## START DOCUMENT

In some embodiments, the controller 142 can determine pipeline insulation health or performance integrity, e.g., in order to identify and/or locate pipe insulation failures and/or potential or pending failures. According to one example, pipeline insulation health can be determined based on the determined effective pipe heat loss coefficient, e.g., comparing the heat loss coefficient to a stored baseline value, such as on a meter-by-meter or segment-by-segment basis. In some applications, the stored baseline value may be updated, for example, to reflect normal wear on the pipeline. As another example, the controller 142 can identify the location of wet insulation 146 along the pipeline 102 based on the temperature data. As yet another example, pipeline insulation health for pipeline segments can be determined based on thermal conductivity and temperature rates-of-change, e.g., against a stored baseline value.
In some embodiments, the controller 142 can determine pipeline anchor health based on a spatial shift in temperature values. More specifically, pipeline anchors 122 can “pop” off anchor points and physically move, which may be reflected in the temperature values. For example, as described above, anchors 122 are generally cool spots in the pipeline 102. Therefore, if a measured cool spot shifts to a different segment, this observed shifting pattern can indicate an issue with the anchor 122. Thus, the controller 142 can determine that an anchor 122 has shifted based on the temperature values illustrating a specific pattern (e.g., stored in memory) or, more specifically, by comparing changes in temperature values at and/or adjacent to a known anchor segment to a stored pattern.
In some embodiments, the controller 142 can determine pipeline ruptures and/or other failures using the temperature values. For example, air flowing (e.g., backfilling) into a pipeline 102 can cool the pipeline 102 in a detectable pattern. The controller 142 can thus analyze past temperature values at a given segment along the pipeline 102 (e.g., on a meter-by-meter basis) and compare the temperature values to a predetermined (i.e., stored in memory) pattern indicative of a rupture. If the past temperature values are similar to the predetermined pattern, the controller 142 can determine that a rupture has occurred and/or a location of the rupture. Such patterns, for example, can reflect extreme changes in temperature over a short time period over a specific segment.

## END DOCUMENT

__TO DO__
Write the next part of the pipeline monitoring passage above, starting right after its final sentence.

## START DATA SHOWN

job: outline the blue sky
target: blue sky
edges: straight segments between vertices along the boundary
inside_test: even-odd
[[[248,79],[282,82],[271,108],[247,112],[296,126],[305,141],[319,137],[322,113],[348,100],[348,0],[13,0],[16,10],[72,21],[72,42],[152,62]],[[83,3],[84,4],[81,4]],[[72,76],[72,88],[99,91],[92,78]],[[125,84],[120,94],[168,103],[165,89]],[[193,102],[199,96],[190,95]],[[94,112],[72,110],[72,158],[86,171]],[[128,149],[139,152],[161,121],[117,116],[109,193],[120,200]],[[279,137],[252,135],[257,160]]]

## END DATA SHOWN

__ANSWER FOR THE TASK__
In some embodiments, the controller 142 can determine hot spots and/or cold spots (heat sinks) using the temperature values. For example, the controller 142 can compare past temperature values at a given segment along the pipeline (e.g., on a meter-by-meter basis) and compare the temperature values directly or to a predetermined pattern or trend. Based on the comparison (e.g., based on temperatures changing at a predefined rate), the controller 142 can determine hot or cold spots present at specific segments, and/or predict that a hot or cold spot is likely to form at a specific segment. The controller 142 can also consider ambient temperature and/or heating system status in hot and cold spot determinations, such that different patterns or trends may be used in the temperature comparison based on ambient temperature values and/or heater energization status. Such information can assist with adjusting physical attributes of the pipeline 102 before bigger failures occur, such as a rupture.
In some embodiments, the controller 142 can determine a time to freeze based on DTS data alone or in combination with ambient temperature, and/or heating system status (e.g., energy input to the heating cables). For example, time to freeze may be a predicted number (e.g., hours and/or minutes) for a pipeline segment to reach a liquid-to-solid phase change temperature. For example, the controller 142 can determine the predicted number by extrapolating a time to reach a liquid-to-solid phase change temperature based on determined trends in the DTS data and, optionally, while also taking into account ambient temperature and/or heating system status.
The controller 142 can also determine a re-melt status or time until re-melt is complete based on an energy input to the heating cables and a predetermined temperature loss profile. For example, time until re-melt is complete may be a predicted number (e.g., hours and/or minutes) for a pipeline segment to reach a liquid temperature.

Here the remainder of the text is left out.